- **Document passage**:

## Start

Interest on personal
loans (like credit cards) is based on risk – can they trust you to repay your
debt?. Risk is
based on personal credit histories. Scores
range from 300 to 850 based on payment histories, debt owed and the number of
times you apply for credit (i.e. the more credit cards you have, the worse your
credit rating). Since scores are
computed by Fair Isaac Corp, they are known as FICO scores
700 is
considered a good credit score. The median U.S. FICO score is 723. The higher the score you get, the lower the
interest rate you will be charged, since you are considered a lower risk. According to a Fair Isaac Web site
(http://www.myfico.com), a consumer with a 760 FICO score might pay $843 a
month on a $150,000 thirty-year, fixed-rate mortgage, equal
to a 5.41 percent interest rate. But a consumer with a 659 FICO score might pay $943 a month, equal to a 6.45 percent
rate.
(NOTE: Within the next few months the numbering
system will be changed to 550-990 to be more like scores we all know from
school. A 99 (990) is good, a 55 (550)
is failing. This new system will be easier for loan officers and consumers to
understand.)
The discussion of FICO scores
explains one aspect of debt reduction – the better your FICO score, the better
your interest rate on loans, and the less money you will have to pay over the
life of a loan. Here is one example from
Businessweek (Nov 28, 2005 p 117). It reviews the amount of interest you would
have to pay if you borrowed $175,000 over 30 years to buy a house.
FICO score |
Annual Rate |
Monthly Payment |
Total Interest |
720-850 |
6.24% |
$1,074 |
$213,000 |
700-719 |
6.37 |
$1,090 |
$217,000 |
675-699 |
6.90 |
$1,152 |
$240,000 |
620-674 |
8.05 |
$1,290 |
$290,000 |
560-619 |
8.53 |
$1,350 |
$312,000 |
500-559 |
9.29 |
$1,444 |
$345,000 |
Basically, people with poor
credit will have to pay an extra $132,000 for the same house as people with
good credit. Notice also that in every
case, the amount of interest paid back is more than the original amount of the
amount borrowed. Here is how it might
work out for the original home loan:
How do you Increase your
Income?
Increasing your income is
easy, and you are already doing it. Most
sources calculate that college graduates earn about $1.1 million dollars more
during their lifetimes than high school graduates. So finish college. What do you get if you drop out? Not much.

## End

- **Data shown**:
## Start

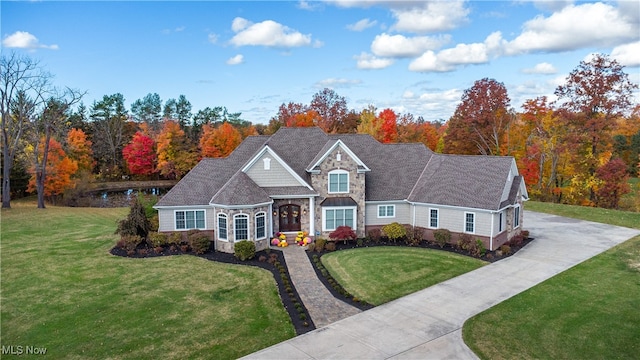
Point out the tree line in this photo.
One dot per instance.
(579, 149)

## End

- **What the task asks**:
Write what comes next in the personal finance passage on credit scores and income, starting after its final sentence.

- **The response**:
College drop outs are marked as “quitters,” and so get little boost in
pay over high school grads.
How do you get more from
your investments?
It may sound odd to talk
about investments when most college students are in debt, but there will come a
time when you have money. The first step
is to spend less. Read a book like “The
Millionaire next door” to learn how simply some very wealthy people can
live. Then consider the 7/10 rule. It gives you a simple way to evaluate how
your money will grow:
At
7% interest, your money doubles in 10 years
At
10% interest, your money doubles in 7 years
Historically American stocks
have returned about 10% in earnings (dividends plus grow in the stock
price). If that holds true, here is the
return you might expect if you can accumulate $10,000 by the time you are 30:
30 $10,000
37
$20,000
44
$40,000
51
$80,000
58
$160,000
65
$320,000
In other words, money can
grow to large amounts if you put some away early in your life.
Activity #10: What could you do to reduce the
amount of interest you will pay on a house?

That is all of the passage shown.